◆ Collected data entries ◆
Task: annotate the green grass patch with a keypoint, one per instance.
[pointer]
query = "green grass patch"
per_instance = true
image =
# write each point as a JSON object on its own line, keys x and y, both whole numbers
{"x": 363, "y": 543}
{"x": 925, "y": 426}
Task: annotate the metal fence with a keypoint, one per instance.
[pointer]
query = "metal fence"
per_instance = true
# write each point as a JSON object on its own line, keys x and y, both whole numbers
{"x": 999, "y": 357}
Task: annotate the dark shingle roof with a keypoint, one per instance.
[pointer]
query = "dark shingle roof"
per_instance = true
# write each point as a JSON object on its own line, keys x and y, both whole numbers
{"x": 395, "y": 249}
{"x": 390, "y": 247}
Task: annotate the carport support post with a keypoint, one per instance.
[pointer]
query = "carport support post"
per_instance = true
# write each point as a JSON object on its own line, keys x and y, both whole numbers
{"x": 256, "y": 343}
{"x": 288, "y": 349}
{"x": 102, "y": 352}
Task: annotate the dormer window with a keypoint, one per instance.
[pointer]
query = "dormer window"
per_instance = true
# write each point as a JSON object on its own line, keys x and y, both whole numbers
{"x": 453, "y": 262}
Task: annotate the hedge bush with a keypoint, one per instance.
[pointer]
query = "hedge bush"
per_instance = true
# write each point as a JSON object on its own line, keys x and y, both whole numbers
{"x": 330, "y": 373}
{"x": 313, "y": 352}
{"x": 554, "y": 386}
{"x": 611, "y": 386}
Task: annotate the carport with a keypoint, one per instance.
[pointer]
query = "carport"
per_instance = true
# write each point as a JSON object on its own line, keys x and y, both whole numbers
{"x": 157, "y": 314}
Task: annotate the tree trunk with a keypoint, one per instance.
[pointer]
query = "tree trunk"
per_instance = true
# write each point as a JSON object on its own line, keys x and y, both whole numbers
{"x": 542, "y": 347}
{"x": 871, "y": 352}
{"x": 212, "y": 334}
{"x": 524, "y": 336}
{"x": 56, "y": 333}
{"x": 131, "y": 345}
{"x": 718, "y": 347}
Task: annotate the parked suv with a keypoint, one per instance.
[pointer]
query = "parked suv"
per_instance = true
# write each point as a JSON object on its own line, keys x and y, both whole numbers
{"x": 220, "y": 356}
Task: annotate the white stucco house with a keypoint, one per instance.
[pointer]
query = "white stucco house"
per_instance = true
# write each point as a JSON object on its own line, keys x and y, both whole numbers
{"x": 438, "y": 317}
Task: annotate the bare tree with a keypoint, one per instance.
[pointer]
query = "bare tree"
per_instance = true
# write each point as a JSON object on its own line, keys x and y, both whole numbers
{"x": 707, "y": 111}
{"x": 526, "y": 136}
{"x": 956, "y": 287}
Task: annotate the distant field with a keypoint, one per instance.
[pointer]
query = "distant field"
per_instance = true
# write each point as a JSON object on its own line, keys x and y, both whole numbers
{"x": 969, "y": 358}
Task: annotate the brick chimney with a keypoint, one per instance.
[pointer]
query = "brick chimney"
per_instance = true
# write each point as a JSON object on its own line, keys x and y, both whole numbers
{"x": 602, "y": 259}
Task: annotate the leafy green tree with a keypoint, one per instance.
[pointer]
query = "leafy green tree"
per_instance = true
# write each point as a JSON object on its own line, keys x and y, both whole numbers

◆ Problem description ◆
Copy the data from the line containing "Task: annotate the carport with" through the end, replacing "one per instance" with "one for each instance" and leaving all else unchanged.

◆ Answer to this exercise ◆
Task: annotate the carport with a keypoint, one for each instance.
[pointer]
query = "carport"
per_instance = true
# write each point as a JSON object on its own line, keys x and y, both whole numbers
{"x": 157, "y": 314}
Task: annotate the tree trunk with a keypoint, one for each instance.
[pointer]
query = "tree trunk"
per_instance = true
# write each point as a JSON object on its own line, keys x and y, both whole numbers
{"x": 542, "y": 347}
{"x": 871, "y": 352}
{"x": 212, "y": 334}
{"x": 524, "y": 336}
{"x": 56, "y": 333}
{"x": 131, "y": 345}
{"x": 718, "y": 347}
Task: annotate the parked suv with a keypoint, one for each instance.
[pointer]
query = "parked suv"
per_instance = true
# write each point as a JSON object on its own line, keys x and y, both whole numbers
{"x": 220, "y": 356}
Task: annotate the white stucco house with a keypoint, one for each instance.
[pointer]
query = "white stucco house"
per_instance = true
# write each point as a JSON object on its own line, keys x and y, both whole numbers
{"x": 438, "y": 317}
Task: annotate the bare tree with a keypoint, one for each instance.
[pointer]
query = "bare tree"
per_instance = true
# write each point as a JSON object on its own line, keys x and y, both whole numbers
{"x": 707, "y": 111}
{"x": 526, "y": 136}
{"x": 956, "y": 287}
Task: annotate the distant field with a keypoint, one for each instance.
[pointer]
query = "distant field"
per_instance = true
# write each point as a JSON object on its own line, keys x and y, both whole numbers
{"x": 969, "y": 358}
Task: annotate the brick chimney with a keypoint, one for each instance.
[pointer]
query = "brick chimney"
per_instance = true
# write each point as a JSON object on its own line, keys x and y, both whole numbers
{"x": 602, "y": 259}
Task: annotate the leafy green tree with a keypoint, one for each instance.
[pointer]
query = "leafy green tree"
per_instance = true
# write each point as a JSON object on its own line, keys x and y, both whole numbers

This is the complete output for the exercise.